Directions for this task: Give back all of the data verbatim.

Stored data entries:
BEGIN

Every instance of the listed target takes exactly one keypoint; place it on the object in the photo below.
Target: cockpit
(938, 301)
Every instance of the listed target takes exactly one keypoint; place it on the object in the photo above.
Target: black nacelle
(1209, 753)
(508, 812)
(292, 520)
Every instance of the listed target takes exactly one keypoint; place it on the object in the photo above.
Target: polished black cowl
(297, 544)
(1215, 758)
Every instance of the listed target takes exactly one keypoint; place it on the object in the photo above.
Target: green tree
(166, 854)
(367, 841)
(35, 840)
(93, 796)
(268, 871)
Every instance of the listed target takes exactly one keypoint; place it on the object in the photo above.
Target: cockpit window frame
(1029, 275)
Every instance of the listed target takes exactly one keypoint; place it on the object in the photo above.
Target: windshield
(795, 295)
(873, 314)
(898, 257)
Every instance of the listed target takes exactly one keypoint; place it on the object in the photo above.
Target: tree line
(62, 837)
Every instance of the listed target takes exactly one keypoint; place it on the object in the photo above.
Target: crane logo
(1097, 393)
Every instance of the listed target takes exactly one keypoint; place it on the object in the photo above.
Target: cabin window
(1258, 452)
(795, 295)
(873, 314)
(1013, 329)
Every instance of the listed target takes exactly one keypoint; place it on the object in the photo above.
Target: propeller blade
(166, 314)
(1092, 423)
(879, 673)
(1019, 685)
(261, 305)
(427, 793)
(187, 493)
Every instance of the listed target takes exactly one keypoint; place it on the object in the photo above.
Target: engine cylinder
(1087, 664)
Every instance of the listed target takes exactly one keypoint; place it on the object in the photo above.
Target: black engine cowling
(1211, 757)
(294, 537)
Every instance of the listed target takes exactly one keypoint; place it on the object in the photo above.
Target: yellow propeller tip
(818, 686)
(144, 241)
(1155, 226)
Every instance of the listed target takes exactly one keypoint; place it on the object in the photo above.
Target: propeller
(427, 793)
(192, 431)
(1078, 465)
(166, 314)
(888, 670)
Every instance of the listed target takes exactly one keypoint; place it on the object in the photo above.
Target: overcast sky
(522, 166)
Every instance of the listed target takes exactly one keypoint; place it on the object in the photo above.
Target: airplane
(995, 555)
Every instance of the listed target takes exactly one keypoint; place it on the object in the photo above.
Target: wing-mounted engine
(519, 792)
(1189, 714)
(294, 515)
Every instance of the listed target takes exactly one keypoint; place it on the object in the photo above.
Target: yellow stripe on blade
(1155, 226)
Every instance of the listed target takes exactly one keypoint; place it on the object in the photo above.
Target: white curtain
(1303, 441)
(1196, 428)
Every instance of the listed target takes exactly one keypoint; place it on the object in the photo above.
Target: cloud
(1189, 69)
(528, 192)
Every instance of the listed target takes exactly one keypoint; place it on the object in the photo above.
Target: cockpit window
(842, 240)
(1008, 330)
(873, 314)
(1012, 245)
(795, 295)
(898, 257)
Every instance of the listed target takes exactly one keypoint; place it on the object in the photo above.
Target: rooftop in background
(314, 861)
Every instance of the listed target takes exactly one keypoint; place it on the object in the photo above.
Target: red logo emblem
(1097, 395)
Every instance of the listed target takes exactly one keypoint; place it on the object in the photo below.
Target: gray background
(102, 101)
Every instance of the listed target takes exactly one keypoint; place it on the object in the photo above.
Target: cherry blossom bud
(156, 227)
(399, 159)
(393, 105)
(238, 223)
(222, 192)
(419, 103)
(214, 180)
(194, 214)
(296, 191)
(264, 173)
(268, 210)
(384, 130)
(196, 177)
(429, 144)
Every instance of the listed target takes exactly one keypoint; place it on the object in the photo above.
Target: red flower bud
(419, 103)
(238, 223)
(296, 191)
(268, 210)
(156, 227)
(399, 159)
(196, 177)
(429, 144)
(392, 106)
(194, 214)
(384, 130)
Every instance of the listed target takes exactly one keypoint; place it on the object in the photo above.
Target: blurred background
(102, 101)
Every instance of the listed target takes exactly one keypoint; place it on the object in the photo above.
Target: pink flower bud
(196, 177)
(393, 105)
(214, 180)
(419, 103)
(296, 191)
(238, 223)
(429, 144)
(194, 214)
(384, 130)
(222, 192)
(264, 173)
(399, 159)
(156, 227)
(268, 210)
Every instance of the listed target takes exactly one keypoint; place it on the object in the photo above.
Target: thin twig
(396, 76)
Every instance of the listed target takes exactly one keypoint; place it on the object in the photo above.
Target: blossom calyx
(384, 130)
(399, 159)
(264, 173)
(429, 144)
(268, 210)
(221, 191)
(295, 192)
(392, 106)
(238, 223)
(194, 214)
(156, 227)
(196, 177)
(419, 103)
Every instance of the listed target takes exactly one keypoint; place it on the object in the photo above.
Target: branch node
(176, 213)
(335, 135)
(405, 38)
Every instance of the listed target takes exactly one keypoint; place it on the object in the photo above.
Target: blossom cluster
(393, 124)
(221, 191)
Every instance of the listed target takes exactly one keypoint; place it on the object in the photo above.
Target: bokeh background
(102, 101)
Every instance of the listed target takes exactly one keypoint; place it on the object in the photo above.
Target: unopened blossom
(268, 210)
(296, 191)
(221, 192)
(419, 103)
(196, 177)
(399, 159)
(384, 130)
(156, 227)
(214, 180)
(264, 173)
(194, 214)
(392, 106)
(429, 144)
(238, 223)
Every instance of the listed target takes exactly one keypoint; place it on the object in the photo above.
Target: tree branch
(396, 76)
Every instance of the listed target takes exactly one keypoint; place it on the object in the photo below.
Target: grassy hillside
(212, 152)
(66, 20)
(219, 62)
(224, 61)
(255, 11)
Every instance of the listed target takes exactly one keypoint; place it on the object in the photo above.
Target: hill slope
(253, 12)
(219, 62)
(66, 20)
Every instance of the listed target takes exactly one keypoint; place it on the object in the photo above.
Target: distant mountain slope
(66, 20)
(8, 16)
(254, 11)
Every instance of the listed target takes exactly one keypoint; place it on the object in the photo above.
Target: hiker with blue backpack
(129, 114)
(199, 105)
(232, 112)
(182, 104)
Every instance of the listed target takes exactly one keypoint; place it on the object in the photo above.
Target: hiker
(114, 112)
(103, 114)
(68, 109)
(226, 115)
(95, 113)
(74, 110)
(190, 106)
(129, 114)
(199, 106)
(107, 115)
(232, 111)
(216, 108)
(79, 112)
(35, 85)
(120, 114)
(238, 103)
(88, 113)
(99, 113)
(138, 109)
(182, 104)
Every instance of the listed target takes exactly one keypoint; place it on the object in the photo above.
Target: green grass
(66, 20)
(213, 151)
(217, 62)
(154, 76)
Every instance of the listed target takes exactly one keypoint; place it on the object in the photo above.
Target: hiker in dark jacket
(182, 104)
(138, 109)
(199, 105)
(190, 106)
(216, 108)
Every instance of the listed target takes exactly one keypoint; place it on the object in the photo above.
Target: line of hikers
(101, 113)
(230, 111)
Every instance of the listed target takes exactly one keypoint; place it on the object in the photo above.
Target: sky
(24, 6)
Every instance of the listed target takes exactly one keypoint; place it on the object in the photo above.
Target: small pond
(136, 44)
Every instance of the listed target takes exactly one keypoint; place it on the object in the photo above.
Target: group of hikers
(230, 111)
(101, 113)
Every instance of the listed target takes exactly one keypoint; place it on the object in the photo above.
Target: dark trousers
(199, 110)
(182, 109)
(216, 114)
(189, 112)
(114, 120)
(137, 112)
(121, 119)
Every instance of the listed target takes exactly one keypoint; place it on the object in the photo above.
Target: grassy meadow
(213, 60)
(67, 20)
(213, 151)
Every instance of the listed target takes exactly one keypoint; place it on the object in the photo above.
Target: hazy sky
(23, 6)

END

Result:
Every instance of the listed target takes exactly one keypoint; place it on the object in the photo below.
Target: cockpit
(938, 301)
Every instance of the listed target takes exactly one keypoint; place it on the object in the photo above.
Target: black nacelle
(1209, 753)
(508, 812)
(292, 520)
Every instance of the listed target takes exactly one keypoint; place it on the object in the photo above.
Target: polished black cowl
(297, 544)
(1215, 758)
Every instance of the listed target takes exactly one keypoint; place it on the object in the photo above.
Target: green tree
(166, 854)
(367, 841)
(35, 840)
(93, 796)
(268, 871)
Every instance of the listed target takes exactly one keypoint; place it on the object in the photo above.
Target: cockpit window frame
(1029, 275)
Every instance of the listed target takes exactly one keypoint; place it on the object in the photo above.
Target: windshield
(795, 295)
(873, 314)
(898, 257)
Every instance of the listed target takes exactly one keypoint; place it on the object in the photo above.
Target: tree line
(62, 837)
Every instance of the listed target takes exactly one keypoint; place it on the object in the photo above.
Target: crane logo
(1097, 393)
Every instance of the listed target takes exactly one keypoint; place it on the object in the photo above.
Target: cabin window
(1258, 452)
(795, 295)
(873, 314)
(1013, 329)
Every instance of the listed target takes exactly one keypoint; place it on the object in the photo above.
Target: propeller blade
(166, 314)
(1092, 423)
(879, 673)
(1019, 685)
(261, 305)
(427, 793)
(187, 493)
Every instance of the listed target takes exactly one keypoint; place it on the object in the photo above.
Target: engine cylinder
(1087, 664)
Every instance of the listed target takes exactly one keypoint; place it on the object in the photo above.
Target: black engine cowling
(1211, 757)
(294, 537)
Every instance of the listed target takes exactly one keypoint; place it on the object in the photo above.
Target: yellow propeller tip
(818, 686)
(144, 241)
(1155, 226)
Every instance of the listed target takes exactly one keypoint; place it on the object in the photo above.
Target: propeller
(427, 793)
(192, 431)
(1078, 465)
(166, 314)
(888, 670)
Every instance of the listed target takes exactly one keypoint; place it on the object in the photo above.
Target: overcast sky
(522, 166)
Every instance of the listed target takes exactly one keypoint; place it on the object in the photo above.
Target: airplane
(995, 555)
Every instance of the listed target takes exactly one keypoint; place it on the object in the photo above.
Target: wing-mounted engine
(519, 792)
(1189, 714)
(294, 515)
Every instance of the listed target takes exactly one keypoint; place it on the object in the photo above.
Target: yellow stripe on blade
(1155, 226)
Every instance of the listed target takes exactly one keypoint; place it on the object in the photo above.
Target: white curtain
(1303, 441)
(1196, 428)
Every instance of the listed target takes exactly one keypoint; place it on the object in the photo above.
Target: cloud
(1189, 69)
(528, 192)
Every instance of the listed target takes exactly one keypoint; place it on the object in the photo above.
Target: cockpit window
(842, 240)
(1008, 330)
(873, 314)
(1012, 245)
(795, 295)
(898, 257)
Every instance of the listed target takes exactly one keypoint; place it on the object in the photo above.
Target: rooftop in background
(314, 861)
Every instance of the listed target takes exactly one keypoint; place it on the object in the photo above.
Target: red logo emblem
(1097, 395)
Every instance of the listed target takes exactly one keypoint; place it on the object in the photo below.
Target: gray background
(102, 101)
Every instance of the listed target takes exactly one keypoint; place it on the object in the photo above.
Target: cherry blossom bud
(156, 227)
(399, 159)
(393, 105)
(238, 223)
(222, 192)
(419, 103)
(214, 180)
(194, 214)
(296, 191)
(264, 173)
(268, 210)
(384, 130)
(196, 177)
(429, 144)
Every instance of the listed target takes exactly one keypoint; place it on the object in the photo above.
Target: red flower bud
(419, 103)
(238, 223)
(296, 191)
(268, 210)
(156, 227)
(399, 159)
(196, 177)
(429, 144)
(392, 106)
(194, 214)
(384, 130)
Every instance of the listed target takes exactly one keypoint; place it on the object in the photo above.
Target: blurred background
(102, 101)
Every instance of the listed target takes exactly one keypoint; place it on the object in the photo above.
Target: pink flower bud
(196, 177)
(393, 105)
(214, 180)
(419, 103)
(296, 191)
(238, 223)
(429, 144)
(194, 214)
(384, 130)
(222, 192)
(264, 173)
(399, 159)
(156, 227)
(268, 210)
Every instance of the listed target takes exactly one keypoint; place it on the object in the photo above.
Target: thin twig
(396, 76)
Every instance of the listed target takes exactly one keypoint; place it on the object in the photo above.
Target: blossom calyx
(384, 130)
(399, 159)
(264, 173)
(429, 144)
(268, 210)
(221, 191)
(295, 192)
(392, 106)
(238, 223)
(194, 214)
(156, 227)
(196, 177)
(419, 103)
Every instance of the listed target takes exactly one keypoint; place it on the object in the photo above.
Target: branch node
(176, 213)
(335, 135)
(405, 38)
Every instance of the listed target takes exactly one keypoint; place it on the object in the photo above.
Target: blossom cluster
(393, 124)
(221, 191)
Every instance of the listed target takes exactly one keypoint; place it on the object in the photo above.
Target: bokeh background
(102, 101)
Every instance of the listed target takes exactly one keypoint; place it on the object in the photo above.
Target: unopened blossom
(268, 210)
(296, 191)
(221, 192)
(419, 103)
(196, 177)
(399, 159)
(384, 130)
(156, 227)
(214, 180)
(264, 173)
(194, 214)
(392, 106)
(429, 144)
(238, 223)
Every instance of the listed target takes exactly one keypoint; place it on the object in the photo above.
Target: tree branch
(396, 76)
Every instance of the listed target takes exactly one keypoint; place it on the object in the photo below.
Target: grassy hillside
(212, 152)
(66, 20)
(219, 62)
(224, 61)
(255, 11)
Every instance of the listed target takes exactly one keypoint; place it on the object in the photo above.
Target: hill slope
(253, 12)
(219, 62)
(66, 20)
Every instance of the listed target takes exactly one keypoint; place it on the object in the photo above.
Target: distant mountain slope
(66, 20)
(8, 16)
(254, 11)
Every instance of the listed target takes exactly one keypoint; place it on the object in the photo above.
Target: hiker with blue backpack
(129, 114)
(199, 105)
(232, 112)
(182, 104)
Every instance of the listed target takes exactly one keypoint; place it on the object in the photo above.
Target: hiker
(114, 112)
(103, 114)
(68, 109)
(226, 115)
(95, 113)
(74, 110)
(190, 106)
(129, 114)
(199, 106)
(107, 115)
(232, 111)
(216, 108)
(79, 112)
(35, 85)
(120, 114)
(238, 103)
(88, 113)
(99, 113)
(138, 109)
(182, 104)
Every instance of the listed target takes exactly one keypoint; place it on the object in the photo above.
Target: green grass
(66, 20)
(213, 151)
(217, 62)
(154, 76)
Every instance of the listed target takes exactly one keypoint; place it on the object in the photo above.
Target: hiker in dark jacket
(182, 104)
(138, 109)
(199, 105)
(190, 106)
(216, 108)
Every instance of the listed target takes exactly one keypoint; place it on the object in the photo above.
Target: line of hikers
(101, 113)
(230, 111)
Every instance of the listed target takes exactly one keypoint; place it on the object in the photo above.
Target: sky
(24, 6)
Every instance of the listed target takes exactly one keypoint; place it on the object in the photo above.
Target: small pond
(136, 44)
Every instance of the listed target takes exactly one keypoint; place it on the object in the photo above.
Target: group of hikers
(230, 111)
(101, 113)
Every instance of the listed target takes exactly one keypoint; place it on the object in the photo above.
Target: dark trousers
(199, 110)
(182, 109)
(216, 114)
(189, 112)
(114, 120)
(137, 112)
(121, 119)
Every instance of the listed target takes exactly one keypoint; place it on the object in the photo above.
Target: grassy meadow
(213, 60)
(67, 20)
(213, 151)
Every instance of the listed target takes exactly one keypoint; place it on the object in the photo above.
Target: hazy sky
(23, 6)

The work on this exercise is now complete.